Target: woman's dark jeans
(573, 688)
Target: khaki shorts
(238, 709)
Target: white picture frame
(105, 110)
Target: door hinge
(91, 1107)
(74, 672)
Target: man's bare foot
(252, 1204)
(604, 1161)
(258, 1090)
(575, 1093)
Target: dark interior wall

------------------------------

▶ [Action item]:
Give the data again. Keep every line identical.

▶ [Your response]:
Target: woman's dark jeans
(573, 688)
Target: khaki shorts
(238, 709)
Target: white picture frame
(105, 110)
Target: door hinge
(91, 1107)
(74, 672)
Target: man's bare foot
(252, 1204)
(604, 1161)
(258, 1090)
(575, 1093)
Target: dark interior wall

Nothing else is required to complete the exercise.